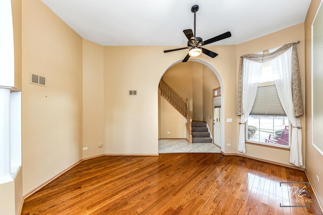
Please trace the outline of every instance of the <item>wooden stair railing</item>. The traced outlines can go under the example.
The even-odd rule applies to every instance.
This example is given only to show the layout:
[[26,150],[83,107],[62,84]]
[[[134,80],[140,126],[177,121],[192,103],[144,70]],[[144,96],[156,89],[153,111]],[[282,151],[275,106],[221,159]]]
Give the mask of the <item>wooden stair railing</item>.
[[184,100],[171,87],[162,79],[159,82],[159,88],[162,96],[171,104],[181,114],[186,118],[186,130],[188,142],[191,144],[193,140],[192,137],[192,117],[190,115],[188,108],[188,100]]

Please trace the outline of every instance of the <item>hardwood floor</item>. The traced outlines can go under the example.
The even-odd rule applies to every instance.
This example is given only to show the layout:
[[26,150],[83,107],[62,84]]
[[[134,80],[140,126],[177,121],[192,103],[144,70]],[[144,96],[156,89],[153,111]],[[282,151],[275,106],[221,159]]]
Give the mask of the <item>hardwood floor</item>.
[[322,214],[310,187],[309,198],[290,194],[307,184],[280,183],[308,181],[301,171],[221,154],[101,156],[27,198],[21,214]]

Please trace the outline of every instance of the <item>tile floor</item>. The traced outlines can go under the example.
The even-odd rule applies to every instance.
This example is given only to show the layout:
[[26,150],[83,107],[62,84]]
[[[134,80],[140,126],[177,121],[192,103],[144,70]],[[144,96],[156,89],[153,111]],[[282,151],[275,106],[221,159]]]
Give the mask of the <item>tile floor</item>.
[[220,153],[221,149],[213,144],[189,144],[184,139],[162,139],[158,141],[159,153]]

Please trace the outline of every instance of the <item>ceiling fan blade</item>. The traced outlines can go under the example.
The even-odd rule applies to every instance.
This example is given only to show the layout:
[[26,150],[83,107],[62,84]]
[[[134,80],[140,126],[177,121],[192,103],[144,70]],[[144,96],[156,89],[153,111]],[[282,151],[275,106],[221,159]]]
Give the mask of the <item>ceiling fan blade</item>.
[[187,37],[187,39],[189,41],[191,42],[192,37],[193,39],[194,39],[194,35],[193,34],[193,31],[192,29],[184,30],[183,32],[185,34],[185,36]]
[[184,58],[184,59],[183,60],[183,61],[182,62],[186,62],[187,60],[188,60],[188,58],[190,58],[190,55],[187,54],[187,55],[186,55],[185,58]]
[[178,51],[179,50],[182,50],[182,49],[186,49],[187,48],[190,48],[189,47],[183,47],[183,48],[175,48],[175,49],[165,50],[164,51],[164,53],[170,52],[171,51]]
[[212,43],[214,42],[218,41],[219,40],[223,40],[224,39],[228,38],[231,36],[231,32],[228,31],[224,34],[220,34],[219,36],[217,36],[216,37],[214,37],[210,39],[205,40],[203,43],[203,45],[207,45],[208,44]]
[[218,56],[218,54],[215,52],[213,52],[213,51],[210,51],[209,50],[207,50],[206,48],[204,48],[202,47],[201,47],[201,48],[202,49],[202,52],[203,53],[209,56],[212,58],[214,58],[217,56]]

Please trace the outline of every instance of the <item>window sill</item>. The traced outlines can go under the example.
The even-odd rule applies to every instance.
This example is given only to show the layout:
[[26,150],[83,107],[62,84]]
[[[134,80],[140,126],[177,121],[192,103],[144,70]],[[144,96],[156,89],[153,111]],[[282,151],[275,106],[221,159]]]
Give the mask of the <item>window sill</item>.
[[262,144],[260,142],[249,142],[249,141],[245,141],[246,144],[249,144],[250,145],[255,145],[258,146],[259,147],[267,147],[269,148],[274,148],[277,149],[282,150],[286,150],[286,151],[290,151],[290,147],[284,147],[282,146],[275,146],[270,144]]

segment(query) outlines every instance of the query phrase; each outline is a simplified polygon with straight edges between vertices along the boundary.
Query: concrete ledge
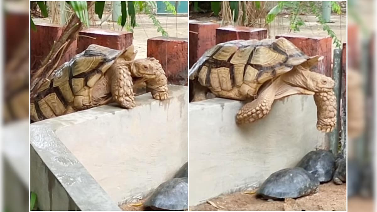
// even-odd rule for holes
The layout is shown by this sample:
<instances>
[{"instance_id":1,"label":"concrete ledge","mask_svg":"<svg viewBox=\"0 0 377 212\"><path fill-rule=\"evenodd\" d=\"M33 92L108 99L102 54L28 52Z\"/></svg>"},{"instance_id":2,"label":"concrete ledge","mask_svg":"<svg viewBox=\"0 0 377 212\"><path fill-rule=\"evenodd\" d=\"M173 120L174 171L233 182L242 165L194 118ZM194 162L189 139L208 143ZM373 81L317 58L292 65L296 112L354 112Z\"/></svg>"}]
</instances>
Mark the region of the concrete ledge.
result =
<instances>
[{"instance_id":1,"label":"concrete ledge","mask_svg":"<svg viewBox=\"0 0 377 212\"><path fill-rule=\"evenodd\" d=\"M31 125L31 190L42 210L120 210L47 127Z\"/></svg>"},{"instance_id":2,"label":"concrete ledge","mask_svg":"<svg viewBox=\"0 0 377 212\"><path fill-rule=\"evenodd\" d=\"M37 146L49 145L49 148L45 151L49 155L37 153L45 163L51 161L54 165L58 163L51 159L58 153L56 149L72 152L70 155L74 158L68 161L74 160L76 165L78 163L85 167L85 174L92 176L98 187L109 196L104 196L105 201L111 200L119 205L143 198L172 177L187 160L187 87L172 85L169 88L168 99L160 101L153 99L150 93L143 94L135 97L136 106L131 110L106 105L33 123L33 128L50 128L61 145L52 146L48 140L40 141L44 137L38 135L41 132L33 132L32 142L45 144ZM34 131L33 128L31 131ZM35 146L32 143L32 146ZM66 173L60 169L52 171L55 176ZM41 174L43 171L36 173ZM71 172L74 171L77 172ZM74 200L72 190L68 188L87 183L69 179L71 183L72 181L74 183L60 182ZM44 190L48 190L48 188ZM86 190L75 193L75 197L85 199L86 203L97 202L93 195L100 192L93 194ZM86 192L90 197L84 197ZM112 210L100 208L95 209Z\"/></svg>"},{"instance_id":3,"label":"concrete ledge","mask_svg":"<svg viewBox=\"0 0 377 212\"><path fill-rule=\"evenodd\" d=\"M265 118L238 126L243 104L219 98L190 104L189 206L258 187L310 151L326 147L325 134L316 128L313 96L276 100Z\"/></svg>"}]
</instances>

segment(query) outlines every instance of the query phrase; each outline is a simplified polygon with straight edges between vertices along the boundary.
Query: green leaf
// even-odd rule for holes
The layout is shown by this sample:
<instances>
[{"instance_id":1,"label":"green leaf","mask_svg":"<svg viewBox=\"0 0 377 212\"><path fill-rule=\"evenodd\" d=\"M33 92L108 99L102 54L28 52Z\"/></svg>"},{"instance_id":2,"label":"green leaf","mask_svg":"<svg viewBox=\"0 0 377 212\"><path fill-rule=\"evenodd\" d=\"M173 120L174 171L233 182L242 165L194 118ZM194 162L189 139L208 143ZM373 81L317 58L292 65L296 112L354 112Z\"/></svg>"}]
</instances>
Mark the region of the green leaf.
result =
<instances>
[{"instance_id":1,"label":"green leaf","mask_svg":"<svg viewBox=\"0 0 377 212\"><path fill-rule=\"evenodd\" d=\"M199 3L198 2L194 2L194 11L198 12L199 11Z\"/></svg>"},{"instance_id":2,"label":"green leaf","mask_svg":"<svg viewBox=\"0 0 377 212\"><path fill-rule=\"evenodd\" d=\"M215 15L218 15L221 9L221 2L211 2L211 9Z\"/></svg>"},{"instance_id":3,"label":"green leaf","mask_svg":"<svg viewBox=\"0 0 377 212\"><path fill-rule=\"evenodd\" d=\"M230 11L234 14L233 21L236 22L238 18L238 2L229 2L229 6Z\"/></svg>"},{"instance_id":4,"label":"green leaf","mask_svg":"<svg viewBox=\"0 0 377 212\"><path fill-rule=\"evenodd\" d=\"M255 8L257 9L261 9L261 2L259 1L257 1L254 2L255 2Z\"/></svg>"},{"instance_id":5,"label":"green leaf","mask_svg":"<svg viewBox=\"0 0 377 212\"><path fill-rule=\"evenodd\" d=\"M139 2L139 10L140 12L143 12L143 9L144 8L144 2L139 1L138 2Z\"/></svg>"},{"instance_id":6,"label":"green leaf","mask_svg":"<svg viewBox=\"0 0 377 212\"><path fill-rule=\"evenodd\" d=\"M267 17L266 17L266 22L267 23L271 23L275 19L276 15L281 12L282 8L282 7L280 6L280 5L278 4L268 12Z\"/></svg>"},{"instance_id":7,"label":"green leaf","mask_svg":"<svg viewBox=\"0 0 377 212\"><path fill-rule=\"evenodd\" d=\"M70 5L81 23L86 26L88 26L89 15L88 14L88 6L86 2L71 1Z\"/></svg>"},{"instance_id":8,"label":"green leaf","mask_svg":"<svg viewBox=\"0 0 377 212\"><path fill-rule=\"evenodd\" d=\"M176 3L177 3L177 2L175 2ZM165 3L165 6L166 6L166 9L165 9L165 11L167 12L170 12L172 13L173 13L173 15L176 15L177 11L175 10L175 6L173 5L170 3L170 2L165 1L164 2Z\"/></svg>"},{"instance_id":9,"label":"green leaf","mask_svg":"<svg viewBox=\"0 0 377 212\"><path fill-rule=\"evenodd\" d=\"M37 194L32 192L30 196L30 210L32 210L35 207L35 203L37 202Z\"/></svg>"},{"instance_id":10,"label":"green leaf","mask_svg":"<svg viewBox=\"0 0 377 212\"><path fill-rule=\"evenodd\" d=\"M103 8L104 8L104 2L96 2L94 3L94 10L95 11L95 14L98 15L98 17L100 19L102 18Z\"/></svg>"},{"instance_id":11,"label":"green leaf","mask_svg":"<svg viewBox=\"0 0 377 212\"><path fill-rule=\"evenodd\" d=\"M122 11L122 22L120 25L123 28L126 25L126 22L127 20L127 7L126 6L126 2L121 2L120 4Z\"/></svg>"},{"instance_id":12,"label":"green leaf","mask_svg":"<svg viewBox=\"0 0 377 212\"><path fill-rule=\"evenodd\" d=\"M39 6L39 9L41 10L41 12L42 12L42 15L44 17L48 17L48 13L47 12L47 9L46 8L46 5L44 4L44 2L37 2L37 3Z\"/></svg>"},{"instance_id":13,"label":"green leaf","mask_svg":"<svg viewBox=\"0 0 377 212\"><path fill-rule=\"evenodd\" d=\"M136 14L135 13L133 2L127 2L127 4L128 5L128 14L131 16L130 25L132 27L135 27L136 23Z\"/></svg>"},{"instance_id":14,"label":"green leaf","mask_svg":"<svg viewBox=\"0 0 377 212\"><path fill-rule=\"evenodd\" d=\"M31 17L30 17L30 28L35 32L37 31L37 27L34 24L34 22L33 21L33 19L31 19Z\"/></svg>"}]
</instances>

» **WHAT TO DO**: Please pick out each line of the records above that contains the string "hardwood" and copy it. Case counts.

» **WORKED ANSWER**:
Please trace the outline of every instance of the <item>hardwood floor</item>. The traced outlines can go under the example.
Give the mask of the <item>hardwood floor</item>.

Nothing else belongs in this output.